Dataset extract
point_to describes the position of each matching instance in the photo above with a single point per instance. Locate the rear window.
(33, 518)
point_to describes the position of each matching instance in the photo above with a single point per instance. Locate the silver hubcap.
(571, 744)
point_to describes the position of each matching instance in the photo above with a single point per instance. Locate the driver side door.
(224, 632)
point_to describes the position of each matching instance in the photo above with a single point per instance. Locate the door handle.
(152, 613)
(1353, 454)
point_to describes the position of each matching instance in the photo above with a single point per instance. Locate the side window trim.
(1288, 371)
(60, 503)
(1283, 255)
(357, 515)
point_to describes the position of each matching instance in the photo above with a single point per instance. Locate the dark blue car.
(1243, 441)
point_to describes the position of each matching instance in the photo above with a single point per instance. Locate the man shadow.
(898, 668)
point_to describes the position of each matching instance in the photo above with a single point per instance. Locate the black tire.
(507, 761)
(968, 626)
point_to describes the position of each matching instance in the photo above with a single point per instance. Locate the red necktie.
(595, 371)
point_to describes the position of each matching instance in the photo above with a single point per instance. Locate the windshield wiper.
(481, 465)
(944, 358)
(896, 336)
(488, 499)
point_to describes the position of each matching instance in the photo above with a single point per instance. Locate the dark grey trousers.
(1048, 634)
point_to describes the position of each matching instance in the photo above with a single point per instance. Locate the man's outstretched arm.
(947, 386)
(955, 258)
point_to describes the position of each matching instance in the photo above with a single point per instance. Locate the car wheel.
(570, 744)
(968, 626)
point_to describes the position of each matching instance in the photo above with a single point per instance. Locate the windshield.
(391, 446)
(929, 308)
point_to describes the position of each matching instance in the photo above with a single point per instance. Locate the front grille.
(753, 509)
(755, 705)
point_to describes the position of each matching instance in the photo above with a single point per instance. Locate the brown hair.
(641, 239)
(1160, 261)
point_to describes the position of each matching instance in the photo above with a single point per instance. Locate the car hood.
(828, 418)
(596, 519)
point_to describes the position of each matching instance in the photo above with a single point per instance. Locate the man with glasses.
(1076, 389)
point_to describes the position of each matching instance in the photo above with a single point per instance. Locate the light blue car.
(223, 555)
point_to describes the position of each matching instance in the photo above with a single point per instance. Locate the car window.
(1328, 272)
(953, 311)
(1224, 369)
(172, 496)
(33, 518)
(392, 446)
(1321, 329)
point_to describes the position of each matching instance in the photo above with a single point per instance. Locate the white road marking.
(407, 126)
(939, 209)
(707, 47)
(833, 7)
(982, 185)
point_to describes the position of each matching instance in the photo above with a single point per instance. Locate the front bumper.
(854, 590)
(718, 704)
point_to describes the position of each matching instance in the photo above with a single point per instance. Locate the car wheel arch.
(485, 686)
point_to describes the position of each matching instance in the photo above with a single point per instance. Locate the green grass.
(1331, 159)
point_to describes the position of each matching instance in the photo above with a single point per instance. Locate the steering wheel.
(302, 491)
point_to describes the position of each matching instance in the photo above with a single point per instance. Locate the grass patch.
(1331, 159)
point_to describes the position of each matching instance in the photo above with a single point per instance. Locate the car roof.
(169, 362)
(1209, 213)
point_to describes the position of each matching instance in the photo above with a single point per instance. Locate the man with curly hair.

Exercise
Reproduce every one of the records above verbatim, from the first line to the last.

Written response
point_to describes the position of each matching instance in the photo above with a single point per instance. Locate the rear window.
(33, 518)
point_to describes the position of each matching instance in the photo above with a single point per instance. Locate the silver hubcap.
(571, 744)
point_to describes the position of each matching instance in the photo above with a single point per instance. Locate the driver side door.
(224, 632)
point_to describes the position of each matching instance in the photo above with a single point per instance. Locate the door handle.
(152, 613)
(1353, 454)
point_to describes the position of each matching instance in the photo above with a single point per instance. Locate the side window trim.
(1288, 371)
(60, 503)
(1283, 255)
(357, 515)
point_to describes the position of each matching instance in the photo above with a single point per instance. Locate the dark blue car.
(1243, 441)
point_to describes the position of each matching instance in the photo above with a single point per instance. Locate the man shadow.
(898, 668)
point_to describes the position of each matching instance in the photo above with a single point per instance. Locate the black tire.
(507, 761)
(968, 626)
point_to describes the position of each matching instance in the photo above with a single point per instance. Locate the red necktie.
(595, 371)
point_to describes the position of each matching instance in the photo above with a single point per instance. Locate the windshield wiper.
(481, 465)
(944, 358)
(896, 336)
(488, 499)
point_to describes the position of each matching instance in the photo above with a single point per instance. Locate the dark grey trousers.
(1048, 634)
point_to describes the position of each matching instance in the photo above with a single point per instance. Locate the man's outstretched arm.
(947, 386)
(955, 258)
point_to describes the position of each matching instance in the photo above with a single point per instance. Locate the car wheel.
(570, 744)
(968, 626)
point_to describes the position of each matching instance in the photo above with a single point per instance. Locate the windshield.
(391, 446)
(929, 308)
point_to describes the position of each matching instance in the photo above with a single point per instance. Locate the front grille.
(753, 509)
(755, 705)
point_to describes the position of each matching instance in the photo above with a single point per instance. Locate the brown hair.
(641, 239)
(1160, 261)
point_to describes the position of each matching instance in the photo above with a single point per instance. Locate the car hood.
(828, 418)
(596, 519)
point_to describes the position of each matching instance in the photo above with a single point per instance. Locate the man with glasses.
(1076, 389)
point_to describes the position of each matching instance in the photo above with a single point per instance. Locate the light blue car.
(223, 555)
point_to describes the position of each matching instance in the photo above with a single point per instance. Locate the car window.
(1328, 272)
(953, 311)
(1224, 369)
(172, 496)
(33, 518)
(392, 446)
(1321, 329)
point_to describes the position of each matching instance in the photo above with a single point per instance. Locate the white road marking.
(407, 126)
(939, 209)
(707, 47)
(833, 7)
(982, 185)
point_to describes the position of each matching instance in the photo above with a single point per instance. Locate the front bumper.
(854, 590)
(718, 704)
point_to describes the position of each matching instance in the photo above with a single point per instance. Locate the car wheel arch.
(485, 686)
point_to describes the position of each matching instance in the photo above with a single point per instance. Locate the green grass.
(1331, 159)
point_to describes the position of each matching instance in the photo above with a single point per instance. Locate the steering wheel.
(302, 491)
point_to describes the position of each matching instance in the photo above with a single point per instance. Locate the grass patch.
(1331, 159)
point_to describes the position of each matching instance in the photo above with a single point per instance. Locate the car roof.
(169, 362)
(1209, 213)
point_to describes the position of each matching instance in the photo above with a single point per instance. Locate the man with curly hair.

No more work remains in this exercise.